Aim =
Put the rows below into a numbered list and leave out any blank lines.

Extracted records =

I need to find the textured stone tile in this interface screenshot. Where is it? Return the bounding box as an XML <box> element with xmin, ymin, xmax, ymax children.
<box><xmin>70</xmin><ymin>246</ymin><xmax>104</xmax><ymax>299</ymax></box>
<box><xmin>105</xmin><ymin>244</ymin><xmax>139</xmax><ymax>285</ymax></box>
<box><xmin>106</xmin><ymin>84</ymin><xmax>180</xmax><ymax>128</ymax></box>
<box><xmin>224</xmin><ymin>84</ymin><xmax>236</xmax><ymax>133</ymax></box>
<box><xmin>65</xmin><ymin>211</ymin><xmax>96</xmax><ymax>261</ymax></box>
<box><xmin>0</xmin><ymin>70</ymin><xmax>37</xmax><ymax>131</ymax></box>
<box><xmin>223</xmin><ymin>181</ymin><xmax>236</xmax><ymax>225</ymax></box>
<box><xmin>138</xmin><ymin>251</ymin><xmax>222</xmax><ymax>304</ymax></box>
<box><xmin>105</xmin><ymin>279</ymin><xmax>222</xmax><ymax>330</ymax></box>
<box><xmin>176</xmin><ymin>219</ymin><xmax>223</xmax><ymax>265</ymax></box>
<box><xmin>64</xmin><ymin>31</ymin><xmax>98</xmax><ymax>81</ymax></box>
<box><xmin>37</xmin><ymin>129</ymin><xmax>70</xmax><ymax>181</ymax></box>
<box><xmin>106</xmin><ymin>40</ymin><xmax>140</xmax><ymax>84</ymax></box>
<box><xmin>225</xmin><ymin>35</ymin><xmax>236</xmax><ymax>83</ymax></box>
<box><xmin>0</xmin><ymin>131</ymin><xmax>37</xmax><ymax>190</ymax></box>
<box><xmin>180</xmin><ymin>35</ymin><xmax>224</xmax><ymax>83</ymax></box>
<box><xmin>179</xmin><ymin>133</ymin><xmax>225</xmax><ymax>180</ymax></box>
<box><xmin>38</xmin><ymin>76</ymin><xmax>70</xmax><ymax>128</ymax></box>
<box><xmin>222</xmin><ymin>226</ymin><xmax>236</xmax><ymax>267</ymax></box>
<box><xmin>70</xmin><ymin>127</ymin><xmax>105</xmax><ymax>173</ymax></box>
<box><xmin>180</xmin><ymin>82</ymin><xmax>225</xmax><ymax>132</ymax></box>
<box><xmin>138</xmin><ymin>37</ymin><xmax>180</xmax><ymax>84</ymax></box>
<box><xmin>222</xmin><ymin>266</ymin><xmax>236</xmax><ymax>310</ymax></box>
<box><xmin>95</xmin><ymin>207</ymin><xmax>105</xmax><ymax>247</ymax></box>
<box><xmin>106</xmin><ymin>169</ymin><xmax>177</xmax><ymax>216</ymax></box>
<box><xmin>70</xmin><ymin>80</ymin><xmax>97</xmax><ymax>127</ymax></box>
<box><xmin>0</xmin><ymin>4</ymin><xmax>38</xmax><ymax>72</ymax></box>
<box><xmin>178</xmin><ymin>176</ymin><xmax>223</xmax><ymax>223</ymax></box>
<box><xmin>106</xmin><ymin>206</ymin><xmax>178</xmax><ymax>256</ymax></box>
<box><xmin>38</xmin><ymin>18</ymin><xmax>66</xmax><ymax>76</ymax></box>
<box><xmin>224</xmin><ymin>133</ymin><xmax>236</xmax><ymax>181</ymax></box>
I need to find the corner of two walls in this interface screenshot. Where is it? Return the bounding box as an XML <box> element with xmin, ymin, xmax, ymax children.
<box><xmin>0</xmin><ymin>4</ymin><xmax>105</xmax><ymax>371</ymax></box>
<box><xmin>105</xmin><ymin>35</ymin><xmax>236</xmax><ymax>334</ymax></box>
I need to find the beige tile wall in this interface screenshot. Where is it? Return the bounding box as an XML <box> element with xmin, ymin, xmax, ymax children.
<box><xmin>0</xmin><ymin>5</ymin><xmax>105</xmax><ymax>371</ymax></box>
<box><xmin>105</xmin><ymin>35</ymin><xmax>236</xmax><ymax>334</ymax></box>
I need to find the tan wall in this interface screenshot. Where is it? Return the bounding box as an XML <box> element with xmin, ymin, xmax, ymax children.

Response =
1. I need to find the textured stone tile in this interface screenshot. Where is it? Return the bounding box as an XML <box> element with xmin, ymin, xmax, ymax children.
2. <box><xmin>70</xmin><ymin>246</ymin><xmax>104</xmax><ymax>299</ymax></box>
3. <box><xmin>105</xmin><ymin>244</ymin><xmax>139</xmax><ymax>285</ymax></box>
4. <box><xmin>106</xmin><ymin>84</ymin><xmax>180</xmax><ymax>128</ymax></box>
5. <box><xmin>224</xmin><ymin>84</ymin><xmax>236</xmax><ymax>133</ymax></box>
6. <box><xmin>65</xmin><ymin>211</ymin><xmax>96</xmax><ymax>261</ymax></box>
7. <box><xmin>0</xmin><ymin>70</ymin><xmax>37</xmax><ymax>131</ymax></box>
8. <box><xmin>223</xmin><ymin>181</ymin><xmax>236</xmax><ymax>225</ymax></box>
9. <box><xmin>138</xmin><ymin>251</ymin><xmax>222</xmax><ymax>304</ymax></box>
10. <box><xmin>105</xmin><ymin>279</ymin><xmax>222</xmax><ymax>330</ymax></box>
11. <box><xmin>176</xmin><ymin>219</ymin><xmax>223</xmax><ymax>265</ymax></box>
12. <box><xmin>64</xmin><ymin>31</ymin><xmax>98</xmax><ymax>81</ymax></box>
13. <box><xmin>37</xmin><ymin>129</ymin><xmax>70</xmax><ymax>181</ymax></box>
14. <box><xmin>106</xmin><ymin>40</ymin><xmax>140</xmax><ymax>84</ymax></box>
15. <box><xmin>225</xmin><ymin>35</ymin><xmax>236</xmax><ymax>83</ymax></box>
16. <box><xmin>0</xmin><ymin>131</ymin><xmax>37</xmax><ymax>190</ymax></box>
17. <box><xmin>180</xmin><ymin>35</ymin><xmax>224</xmax><ymax>83</ymax></box>
18. <box><xmin>179</xmin><ymin>133</ymin><xmax>225</xmax><ymax>180</ymax></box>
19. <box><xmin>38</xmin><ymin>76</ymin><xmax>70</xmax><ymax>128</ymax></box>
20. <box><xmin>222</xmin><ymin>226</ymin><xmax>236</xmax><ymax>267</ymax></box>
21. <box><xmin>70</xmin><ymin>127</ymin><xmax>105</xmax><ymax>173</ymax></box>
22. <box><xmin>180</xmin><ymin>82</ymin><xmax>225</xmax><ymax>132</ymax></box>
23. <box><xmin>138</xmin><ymin>37</ymin><xmax>180</xmax><ymax>84</ymax></box>
24. <box><xmin>222</xmin><ymin>266</ymin><xmax>236</xmax><ymax>310</ymax></box>
25. <box><xmin>95</xmin><ymin>207</ymin><xmax>105</xmax><ymax>247</ymax></box>
26. <box><xmin>106</xmin><ymin>169</ymin><xmax>177</xmax><ymax>216</ymax></box>
27. <box><xmin>70</xmin><ymin>80</ymin><xmax>97</xmax><ymax>127</ymax></box>
28. <box><xmin>0</xmin><ymin>4</ymin><xmax>38</xmax><ymax>72</ymax></box>
29. <box><xmin>178</xmin><ymin>176</ymin><xmax>223</xmax><ymax>223</ymax></box>
30. <box><xmin>106</xmin><ymin>206</ymin><xmax>178</xmax><ymax>256</ymax></box>
31. <box><xmin>38</xmin><ymin>18</ymin><xmax>66</xmax><ymax>76</ymax></box>
32. <box><xmin>224</xmin><ymin>133</ymin><xmax>236</xmax><ymax>181</ymax></box>
33. I need to find the corner of two walls in this interface screenshot. Where is it? Return the bounding box as an XML <box> element with xmin, ymin, xmax, ymax children.
34. <box><xmin>0</xmin><ymin>4</ymin><xmax>105</xmax><ymax>371</ymax></box>
35. <box><xmin>105</xmin><ymin>35</ymin><xmax>236</xmax><ymax>334</ymax></box>
36. I need to find the beige tile wall in this interface screenshot. Where is it? Return the bounding box as an XML <box> element with xmin, ymin, xmax, ymax children.
37. <box><xmin>0</xmin><ymin>5</ymin><xmax>105</xmax><ymax>371</ymax></box>
38. <box><xmin>105</xmin><ymin>35</ymin><xmax>236</xmax><ymax>334</ymax></box>
39. I need to find the tan wall in this interface screenshot. Where is it? Return the bounding box as an XML <box> element with xmin, ymin, xmax, ymax children.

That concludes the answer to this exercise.